### INPUT RECORDS
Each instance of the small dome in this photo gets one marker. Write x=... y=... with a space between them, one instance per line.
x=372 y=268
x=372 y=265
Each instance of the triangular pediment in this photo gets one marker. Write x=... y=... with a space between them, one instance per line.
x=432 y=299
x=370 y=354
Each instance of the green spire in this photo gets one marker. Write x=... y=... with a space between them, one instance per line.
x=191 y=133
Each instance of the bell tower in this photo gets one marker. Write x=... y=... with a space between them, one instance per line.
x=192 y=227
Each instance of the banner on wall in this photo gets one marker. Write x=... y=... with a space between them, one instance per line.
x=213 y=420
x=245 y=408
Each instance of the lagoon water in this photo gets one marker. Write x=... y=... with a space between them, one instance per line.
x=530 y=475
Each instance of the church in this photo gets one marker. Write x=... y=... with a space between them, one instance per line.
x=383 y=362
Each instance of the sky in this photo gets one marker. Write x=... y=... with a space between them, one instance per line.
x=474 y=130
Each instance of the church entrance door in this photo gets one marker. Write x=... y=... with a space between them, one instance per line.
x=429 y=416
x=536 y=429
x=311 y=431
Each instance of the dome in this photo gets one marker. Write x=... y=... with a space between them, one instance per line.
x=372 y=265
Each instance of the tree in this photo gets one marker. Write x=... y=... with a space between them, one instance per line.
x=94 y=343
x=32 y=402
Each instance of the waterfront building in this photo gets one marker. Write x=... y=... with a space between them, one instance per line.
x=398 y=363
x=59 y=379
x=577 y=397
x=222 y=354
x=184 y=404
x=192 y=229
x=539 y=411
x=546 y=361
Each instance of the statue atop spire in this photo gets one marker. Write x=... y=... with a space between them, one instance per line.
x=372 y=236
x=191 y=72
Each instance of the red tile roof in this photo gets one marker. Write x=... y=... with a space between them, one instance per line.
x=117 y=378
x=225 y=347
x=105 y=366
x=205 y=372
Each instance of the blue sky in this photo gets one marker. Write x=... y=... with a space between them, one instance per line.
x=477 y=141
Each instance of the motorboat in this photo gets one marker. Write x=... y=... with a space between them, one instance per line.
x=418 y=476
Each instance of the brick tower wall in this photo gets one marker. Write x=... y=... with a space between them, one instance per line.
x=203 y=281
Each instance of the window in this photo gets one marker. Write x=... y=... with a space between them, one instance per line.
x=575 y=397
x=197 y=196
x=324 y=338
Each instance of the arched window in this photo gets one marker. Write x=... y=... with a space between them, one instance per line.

### TASK DESCRIPTION
Rewrite the part of the records that opens with the line containing "Each instance of the statue" and closes with the line containing "x=324 y=338", with both of those lines included. Keep every request line as it stands, and shift every answer coordinate up by 129.

### OUTPUT FOR THIS TASK
Each instance of the statue atop spire in this photo gets one marker. Write x=... y=... with a space between them, one instance per line.
x=501 y=365
x=320 y=201
Each instance of the red tile roof in this photo gets one marker. Write x=... y=... with a space between them, one instance per line.
x=246 y=507
x=354 y=476
x=234 y=495
x=334 y=501
Each instance of the blue sky in this photo gets one marker. Write x=... y=... with a space between them, one instance per line.
x=606 y=270
Each instance of the motorboat in this photo gets one marker. Write x=... y=... with a space between them, one instance per line.
x=547 y=605
Each instance of the brick tower wall in this photo gets one marker. Write x=... y=... with a space between them, one instance per line.
x=332 y=410
Each instance of the window in this photo gets one marker. Write x=... y=... with a space between them, one instance per line.
x=704 y=526
x=326 y=325
x=453 y=467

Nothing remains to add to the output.